• _Task to carry out_
In the entries below, every line that contains "glove" must be located and copied.
(Supplied material)
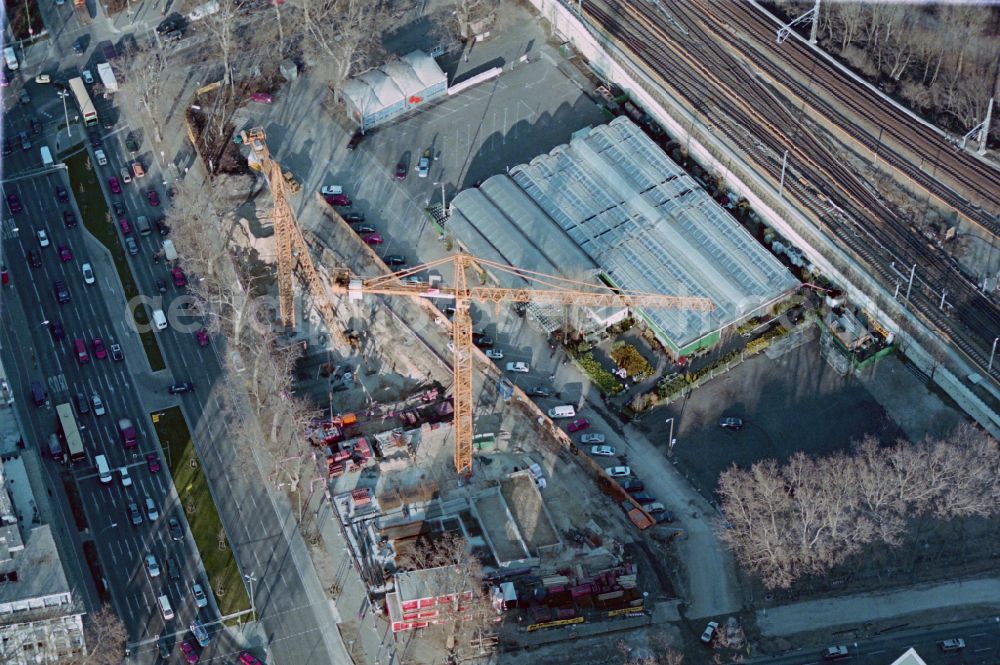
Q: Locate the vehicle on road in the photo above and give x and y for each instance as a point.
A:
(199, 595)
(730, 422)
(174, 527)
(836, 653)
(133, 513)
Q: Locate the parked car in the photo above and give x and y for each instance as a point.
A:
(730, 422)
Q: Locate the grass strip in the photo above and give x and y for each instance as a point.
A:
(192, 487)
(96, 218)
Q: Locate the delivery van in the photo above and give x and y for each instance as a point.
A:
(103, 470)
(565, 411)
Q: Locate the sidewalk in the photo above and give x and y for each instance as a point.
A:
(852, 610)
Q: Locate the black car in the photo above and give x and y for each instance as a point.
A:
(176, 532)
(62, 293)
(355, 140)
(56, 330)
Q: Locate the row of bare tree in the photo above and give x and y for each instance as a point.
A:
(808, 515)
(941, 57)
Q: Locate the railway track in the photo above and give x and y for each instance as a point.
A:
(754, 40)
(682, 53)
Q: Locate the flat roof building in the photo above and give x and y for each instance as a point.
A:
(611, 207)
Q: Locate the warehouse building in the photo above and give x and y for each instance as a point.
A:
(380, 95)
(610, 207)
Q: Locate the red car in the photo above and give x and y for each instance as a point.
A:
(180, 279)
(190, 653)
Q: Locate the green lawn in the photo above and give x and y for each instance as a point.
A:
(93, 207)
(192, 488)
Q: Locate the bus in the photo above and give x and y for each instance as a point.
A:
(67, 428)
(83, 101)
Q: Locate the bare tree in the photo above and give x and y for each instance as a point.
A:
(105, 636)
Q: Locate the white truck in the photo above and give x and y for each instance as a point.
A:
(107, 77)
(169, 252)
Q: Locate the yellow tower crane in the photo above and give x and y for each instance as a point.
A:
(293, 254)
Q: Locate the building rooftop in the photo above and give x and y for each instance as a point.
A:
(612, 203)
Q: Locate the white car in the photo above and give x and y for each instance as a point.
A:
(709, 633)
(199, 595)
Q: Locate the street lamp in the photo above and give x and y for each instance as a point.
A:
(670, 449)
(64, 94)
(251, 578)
(End Supplied material)
(Supplied material)
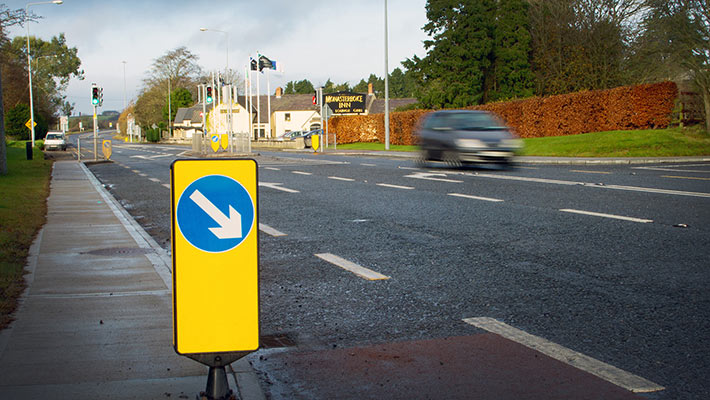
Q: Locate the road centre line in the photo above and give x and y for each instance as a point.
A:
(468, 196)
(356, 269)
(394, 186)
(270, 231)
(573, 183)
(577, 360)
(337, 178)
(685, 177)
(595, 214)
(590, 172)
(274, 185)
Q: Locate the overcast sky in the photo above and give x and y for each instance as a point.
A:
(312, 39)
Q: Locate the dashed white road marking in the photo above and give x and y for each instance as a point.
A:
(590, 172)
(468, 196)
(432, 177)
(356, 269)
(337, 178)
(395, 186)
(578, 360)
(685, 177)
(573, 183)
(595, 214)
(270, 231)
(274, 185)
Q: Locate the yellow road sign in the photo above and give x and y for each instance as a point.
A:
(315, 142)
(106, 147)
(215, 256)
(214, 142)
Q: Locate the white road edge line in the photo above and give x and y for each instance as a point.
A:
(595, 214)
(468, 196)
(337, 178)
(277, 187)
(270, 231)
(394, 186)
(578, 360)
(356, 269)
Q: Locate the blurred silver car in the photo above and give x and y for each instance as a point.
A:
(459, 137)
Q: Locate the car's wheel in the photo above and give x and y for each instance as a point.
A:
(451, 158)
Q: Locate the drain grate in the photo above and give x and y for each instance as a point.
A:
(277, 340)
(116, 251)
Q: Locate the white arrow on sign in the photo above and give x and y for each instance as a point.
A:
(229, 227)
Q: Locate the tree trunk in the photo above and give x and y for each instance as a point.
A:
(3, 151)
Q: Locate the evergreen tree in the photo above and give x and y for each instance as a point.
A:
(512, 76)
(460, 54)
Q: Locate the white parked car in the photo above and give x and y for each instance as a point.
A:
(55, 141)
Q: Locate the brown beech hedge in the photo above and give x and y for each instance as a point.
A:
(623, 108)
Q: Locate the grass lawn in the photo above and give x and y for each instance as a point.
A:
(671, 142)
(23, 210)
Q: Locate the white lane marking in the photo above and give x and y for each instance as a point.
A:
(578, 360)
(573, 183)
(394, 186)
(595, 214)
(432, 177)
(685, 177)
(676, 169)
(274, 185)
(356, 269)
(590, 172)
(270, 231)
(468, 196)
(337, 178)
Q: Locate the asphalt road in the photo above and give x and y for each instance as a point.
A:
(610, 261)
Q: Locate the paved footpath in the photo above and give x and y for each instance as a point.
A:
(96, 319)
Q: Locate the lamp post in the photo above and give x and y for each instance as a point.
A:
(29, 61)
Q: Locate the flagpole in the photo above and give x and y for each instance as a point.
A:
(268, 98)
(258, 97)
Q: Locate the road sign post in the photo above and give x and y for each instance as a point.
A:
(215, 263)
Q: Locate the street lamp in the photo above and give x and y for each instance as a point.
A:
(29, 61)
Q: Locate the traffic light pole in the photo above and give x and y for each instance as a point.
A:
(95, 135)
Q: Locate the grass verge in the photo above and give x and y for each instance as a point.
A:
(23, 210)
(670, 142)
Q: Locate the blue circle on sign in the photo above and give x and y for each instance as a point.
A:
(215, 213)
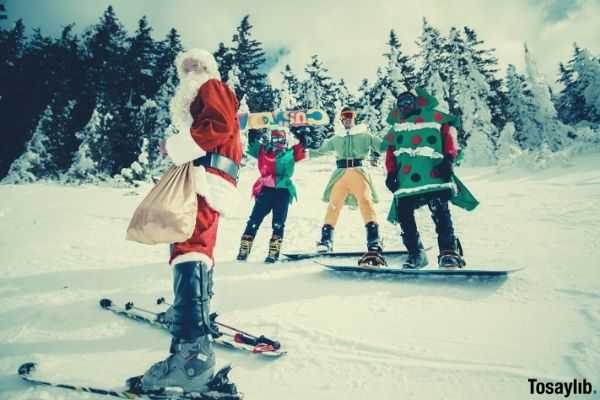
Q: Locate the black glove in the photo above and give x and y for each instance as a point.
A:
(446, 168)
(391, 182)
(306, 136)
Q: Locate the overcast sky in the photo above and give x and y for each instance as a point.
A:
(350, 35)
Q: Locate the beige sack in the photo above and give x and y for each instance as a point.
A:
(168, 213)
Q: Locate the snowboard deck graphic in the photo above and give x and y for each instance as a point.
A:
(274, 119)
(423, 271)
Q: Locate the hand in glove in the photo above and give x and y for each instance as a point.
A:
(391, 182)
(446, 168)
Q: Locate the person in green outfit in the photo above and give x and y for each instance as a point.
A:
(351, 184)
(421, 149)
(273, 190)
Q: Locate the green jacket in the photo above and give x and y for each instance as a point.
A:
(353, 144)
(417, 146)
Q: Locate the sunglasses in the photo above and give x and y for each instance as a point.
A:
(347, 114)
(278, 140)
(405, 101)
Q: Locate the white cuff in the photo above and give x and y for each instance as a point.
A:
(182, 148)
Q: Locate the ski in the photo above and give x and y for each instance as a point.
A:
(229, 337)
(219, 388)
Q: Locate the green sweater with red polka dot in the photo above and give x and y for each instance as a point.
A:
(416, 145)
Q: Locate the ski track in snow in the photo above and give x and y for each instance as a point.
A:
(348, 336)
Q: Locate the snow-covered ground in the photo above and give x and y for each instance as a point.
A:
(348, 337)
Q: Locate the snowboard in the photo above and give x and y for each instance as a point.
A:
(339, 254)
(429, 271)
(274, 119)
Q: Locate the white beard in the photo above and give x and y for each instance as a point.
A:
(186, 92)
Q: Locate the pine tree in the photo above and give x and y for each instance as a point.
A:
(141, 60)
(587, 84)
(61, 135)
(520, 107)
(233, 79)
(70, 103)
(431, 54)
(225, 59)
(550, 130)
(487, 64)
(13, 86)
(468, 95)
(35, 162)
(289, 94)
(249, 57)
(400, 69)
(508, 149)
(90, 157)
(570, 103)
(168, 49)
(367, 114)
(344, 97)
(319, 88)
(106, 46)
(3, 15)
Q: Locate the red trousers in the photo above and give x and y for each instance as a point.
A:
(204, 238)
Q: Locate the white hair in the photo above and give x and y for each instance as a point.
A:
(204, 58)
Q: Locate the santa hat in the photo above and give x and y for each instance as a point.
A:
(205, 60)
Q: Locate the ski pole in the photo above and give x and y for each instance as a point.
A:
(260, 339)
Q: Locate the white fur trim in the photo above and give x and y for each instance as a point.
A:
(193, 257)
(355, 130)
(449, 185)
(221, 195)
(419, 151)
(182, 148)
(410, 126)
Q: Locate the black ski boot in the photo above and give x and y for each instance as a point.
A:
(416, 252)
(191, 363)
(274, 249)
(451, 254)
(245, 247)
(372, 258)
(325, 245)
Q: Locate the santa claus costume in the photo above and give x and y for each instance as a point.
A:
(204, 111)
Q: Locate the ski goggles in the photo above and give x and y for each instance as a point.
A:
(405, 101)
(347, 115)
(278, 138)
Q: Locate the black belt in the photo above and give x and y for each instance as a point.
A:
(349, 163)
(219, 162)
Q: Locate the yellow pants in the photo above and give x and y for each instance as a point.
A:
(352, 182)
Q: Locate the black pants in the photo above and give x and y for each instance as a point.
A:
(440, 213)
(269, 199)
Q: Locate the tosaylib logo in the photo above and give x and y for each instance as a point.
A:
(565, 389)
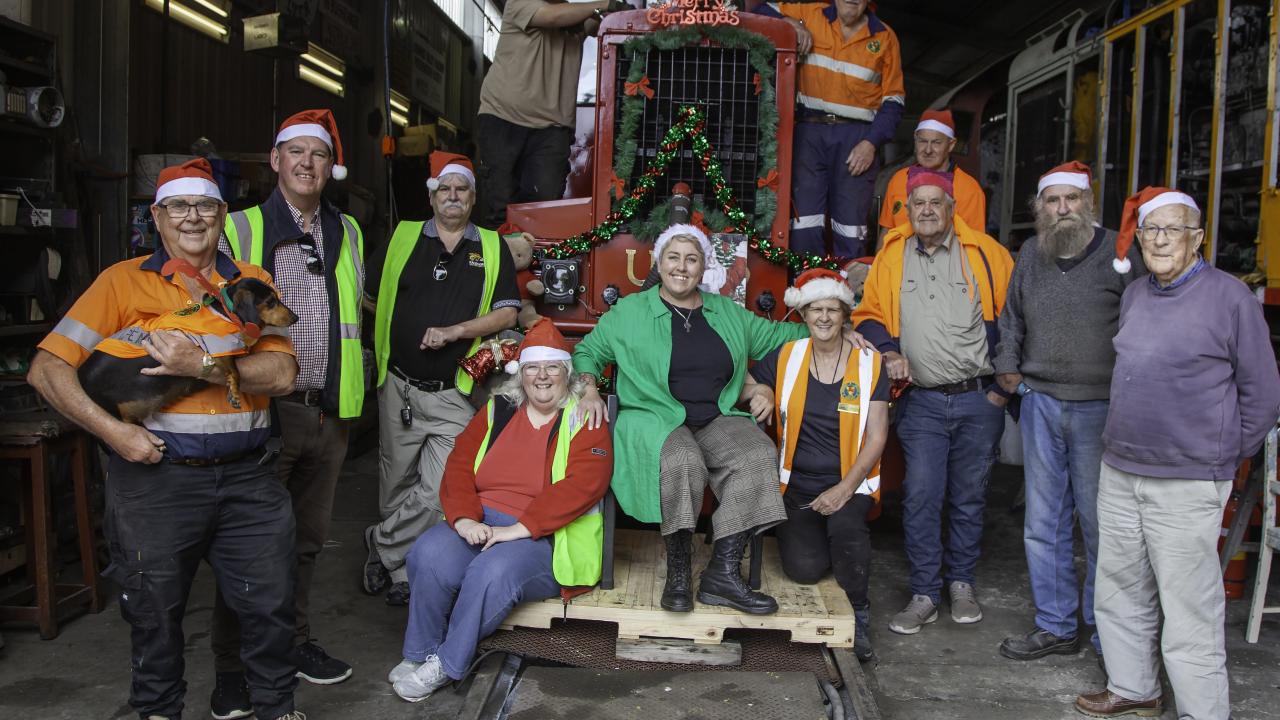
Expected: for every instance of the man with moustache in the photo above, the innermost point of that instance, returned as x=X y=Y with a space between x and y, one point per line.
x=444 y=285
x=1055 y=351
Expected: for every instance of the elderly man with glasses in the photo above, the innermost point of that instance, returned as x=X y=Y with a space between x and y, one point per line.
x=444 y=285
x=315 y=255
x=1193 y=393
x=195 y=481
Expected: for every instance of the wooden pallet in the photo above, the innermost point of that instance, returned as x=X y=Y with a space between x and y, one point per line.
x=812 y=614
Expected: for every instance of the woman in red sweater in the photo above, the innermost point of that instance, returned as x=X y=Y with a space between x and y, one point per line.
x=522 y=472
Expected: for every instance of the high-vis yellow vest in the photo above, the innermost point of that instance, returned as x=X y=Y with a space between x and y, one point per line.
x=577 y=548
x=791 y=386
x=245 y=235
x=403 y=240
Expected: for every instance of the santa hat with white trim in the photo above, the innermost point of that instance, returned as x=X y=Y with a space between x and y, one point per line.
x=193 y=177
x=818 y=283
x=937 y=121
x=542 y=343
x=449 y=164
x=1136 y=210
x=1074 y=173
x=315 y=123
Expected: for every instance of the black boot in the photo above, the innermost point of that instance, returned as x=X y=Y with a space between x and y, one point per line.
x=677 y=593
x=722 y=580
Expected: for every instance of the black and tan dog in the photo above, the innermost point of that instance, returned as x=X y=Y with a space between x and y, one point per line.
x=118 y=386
(End Supplied material)
• _Solution to this task_
Q: Locate the black glove in the photo above and give x and y for each instance as a point.
Q: Locate the hand in glove in the photo above and give x and y for each instance as a point.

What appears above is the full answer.